[[ DATA PROVIDED open ]]

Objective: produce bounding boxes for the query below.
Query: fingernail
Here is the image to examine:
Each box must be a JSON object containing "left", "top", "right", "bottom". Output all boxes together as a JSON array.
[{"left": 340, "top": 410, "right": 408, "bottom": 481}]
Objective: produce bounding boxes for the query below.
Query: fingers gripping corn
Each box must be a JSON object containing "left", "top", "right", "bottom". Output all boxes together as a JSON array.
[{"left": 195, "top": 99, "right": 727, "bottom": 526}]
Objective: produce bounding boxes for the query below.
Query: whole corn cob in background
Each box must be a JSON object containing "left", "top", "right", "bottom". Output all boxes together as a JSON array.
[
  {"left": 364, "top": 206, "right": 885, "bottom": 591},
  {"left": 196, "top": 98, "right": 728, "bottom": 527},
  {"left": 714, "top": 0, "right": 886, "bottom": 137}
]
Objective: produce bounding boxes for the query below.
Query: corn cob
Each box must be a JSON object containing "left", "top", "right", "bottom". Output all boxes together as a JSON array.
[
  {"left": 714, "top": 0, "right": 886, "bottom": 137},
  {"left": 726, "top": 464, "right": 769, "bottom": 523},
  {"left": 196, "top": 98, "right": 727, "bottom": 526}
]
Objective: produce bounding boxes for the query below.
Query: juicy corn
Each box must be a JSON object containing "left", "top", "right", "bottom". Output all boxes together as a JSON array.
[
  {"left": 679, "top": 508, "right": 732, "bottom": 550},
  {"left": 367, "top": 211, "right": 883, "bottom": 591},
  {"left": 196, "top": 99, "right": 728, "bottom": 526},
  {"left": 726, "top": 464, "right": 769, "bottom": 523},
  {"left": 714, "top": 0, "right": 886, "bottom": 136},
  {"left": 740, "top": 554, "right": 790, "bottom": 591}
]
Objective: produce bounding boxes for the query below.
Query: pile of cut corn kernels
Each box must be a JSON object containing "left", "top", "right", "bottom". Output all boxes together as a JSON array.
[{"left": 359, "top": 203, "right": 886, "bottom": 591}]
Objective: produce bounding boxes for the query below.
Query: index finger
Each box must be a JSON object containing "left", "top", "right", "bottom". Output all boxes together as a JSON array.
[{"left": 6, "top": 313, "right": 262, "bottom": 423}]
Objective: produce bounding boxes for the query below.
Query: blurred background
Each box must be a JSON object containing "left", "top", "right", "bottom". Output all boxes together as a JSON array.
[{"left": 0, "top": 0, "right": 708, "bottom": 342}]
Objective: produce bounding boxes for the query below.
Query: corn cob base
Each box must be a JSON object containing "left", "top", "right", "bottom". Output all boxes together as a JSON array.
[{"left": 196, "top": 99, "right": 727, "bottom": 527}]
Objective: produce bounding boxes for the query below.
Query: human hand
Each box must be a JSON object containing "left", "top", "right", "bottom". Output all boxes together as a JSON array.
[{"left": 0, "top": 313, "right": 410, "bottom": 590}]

[[ DATA PROVIDED closed ]]

> [WORK INSTRUCTION]:
Copy all lines above where "corn" is present.

> [RESULT OF THE TASK]:
Query: fingers gripping corn
Query: whole corn cob in background
Query: corn cob
Query: juicy corn
Query: pile of cut corn kernels
Query: corn cob base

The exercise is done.